Repeat exactly, and only, the lines from the one containing "Please point out the rolled-up" through the end of the records.
-=-=-
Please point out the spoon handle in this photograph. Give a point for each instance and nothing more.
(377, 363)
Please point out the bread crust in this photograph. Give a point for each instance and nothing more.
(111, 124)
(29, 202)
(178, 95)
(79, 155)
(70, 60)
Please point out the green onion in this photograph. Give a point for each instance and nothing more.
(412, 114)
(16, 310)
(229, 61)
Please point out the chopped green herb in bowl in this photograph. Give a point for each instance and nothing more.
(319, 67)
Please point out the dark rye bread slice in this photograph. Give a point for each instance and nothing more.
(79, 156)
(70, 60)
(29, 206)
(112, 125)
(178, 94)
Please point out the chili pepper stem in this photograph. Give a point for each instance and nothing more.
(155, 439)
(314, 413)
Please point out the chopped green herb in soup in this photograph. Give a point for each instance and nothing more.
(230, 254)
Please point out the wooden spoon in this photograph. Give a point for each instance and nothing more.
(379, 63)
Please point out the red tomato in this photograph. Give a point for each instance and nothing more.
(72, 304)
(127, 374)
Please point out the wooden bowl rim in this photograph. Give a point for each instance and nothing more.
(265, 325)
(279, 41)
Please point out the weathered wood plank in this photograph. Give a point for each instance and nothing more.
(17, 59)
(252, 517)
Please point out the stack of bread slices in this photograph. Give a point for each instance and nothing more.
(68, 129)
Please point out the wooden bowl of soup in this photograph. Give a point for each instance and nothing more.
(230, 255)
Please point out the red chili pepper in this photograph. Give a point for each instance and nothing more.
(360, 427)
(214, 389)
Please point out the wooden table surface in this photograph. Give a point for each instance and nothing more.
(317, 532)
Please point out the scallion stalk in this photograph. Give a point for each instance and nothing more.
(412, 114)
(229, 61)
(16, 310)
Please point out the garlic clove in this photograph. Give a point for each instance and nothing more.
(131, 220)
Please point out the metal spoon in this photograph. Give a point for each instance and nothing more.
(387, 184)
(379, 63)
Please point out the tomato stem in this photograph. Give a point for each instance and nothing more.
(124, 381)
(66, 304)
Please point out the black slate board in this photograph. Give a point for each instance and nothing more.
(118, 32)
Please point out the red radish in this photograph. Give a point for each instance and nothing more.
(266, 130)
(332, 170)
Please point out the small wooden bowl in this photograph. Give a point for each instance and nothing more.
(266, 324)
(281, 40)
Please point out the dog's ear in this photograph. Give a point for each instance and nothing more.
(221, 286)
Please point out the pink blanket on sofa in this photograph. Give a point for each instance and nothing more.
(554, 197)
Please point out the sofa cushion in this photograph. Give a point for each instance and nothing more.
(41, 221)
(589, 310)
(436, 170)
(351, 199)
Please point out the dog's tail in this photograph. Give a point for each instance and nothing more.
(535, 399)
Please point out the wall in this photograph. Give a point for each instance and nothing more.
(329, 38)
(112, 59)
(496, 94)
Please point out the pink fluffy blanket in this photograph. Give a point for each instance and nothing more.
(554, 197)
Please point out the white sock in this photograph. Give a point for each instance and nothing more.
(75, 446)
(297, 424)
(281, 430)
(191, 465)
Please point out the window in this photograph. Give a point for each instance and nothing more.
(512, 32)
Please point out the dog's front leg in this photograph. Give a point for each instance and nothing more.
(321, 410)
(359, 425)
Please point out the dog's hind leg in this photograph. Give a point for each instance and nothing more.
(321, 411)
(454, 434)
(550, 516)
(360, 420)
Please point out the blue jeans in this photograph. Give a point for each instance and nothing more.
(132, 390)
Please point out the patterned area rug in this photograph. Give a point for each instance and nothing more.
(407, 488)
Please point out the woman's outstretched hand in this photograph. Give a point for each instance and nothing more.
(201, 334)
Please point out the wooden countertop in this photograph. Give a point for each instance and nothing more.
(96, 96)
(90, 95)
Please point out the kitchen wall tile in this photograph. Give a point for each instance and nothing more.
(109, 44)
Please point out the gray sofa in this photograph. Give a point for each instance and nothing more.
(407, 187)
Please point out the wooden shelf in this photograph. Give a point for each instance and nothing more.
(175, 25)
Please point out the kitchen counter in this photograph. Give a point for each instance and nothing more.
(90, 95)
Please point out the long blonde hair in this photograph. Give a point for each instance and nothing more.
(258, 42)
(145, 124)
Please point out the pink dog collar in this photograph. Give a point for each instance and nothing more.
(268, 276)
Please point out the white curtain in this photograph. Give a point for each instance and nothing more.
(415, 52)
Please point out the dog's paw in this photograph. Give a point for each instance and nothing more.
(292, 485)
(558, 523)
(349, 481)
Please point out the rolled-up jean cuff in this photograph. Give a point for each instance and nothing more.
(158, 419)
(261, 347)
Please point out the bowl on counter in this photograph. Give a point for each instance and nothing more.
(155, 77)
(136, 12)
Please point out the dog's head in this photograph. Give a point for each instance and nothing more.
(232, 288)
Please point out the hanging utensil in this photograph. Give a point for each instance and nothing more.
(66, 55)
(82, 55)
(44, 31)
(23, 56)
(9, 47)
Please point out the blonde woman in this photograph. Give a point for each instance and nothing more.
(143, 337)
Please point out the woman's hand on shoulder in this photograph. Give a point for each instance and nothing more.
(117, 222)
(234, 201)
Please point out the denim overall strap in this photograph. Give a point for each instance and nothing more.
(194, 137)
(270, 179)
-=-=-
**OUTPUT**
Please point out the rolled-up jean cuff in this photograph. Give a point for each instance and nothing more.
(158, 419)
(261, 347)
Please point out the bowl on counter in this photograph. Give a point for each instance and nothing more.
(155, 77)
(136, 12)
Please point out the dog's head in this photograph. Give a point for each instance and nothing more.
(232, 288)
Please point out the hanging utensil in this photograph. Give a point for each instance and nothing more.
(66, 55)
(82, 55)
(44, 31)
(23, 56)
(9, 47)
Please point out the blonde woman in this photograph. Give a point for each instance and nothing more.
(143, 337)
Please point out the woman's hand on shoulder in this photograph. Give a point for each instance and nothing more.
(117, 222)
(234, 201)
Please point out the denim overall strap in this photograph. Give a point for each instance and nothing more.
(194, 137)
(270, 179)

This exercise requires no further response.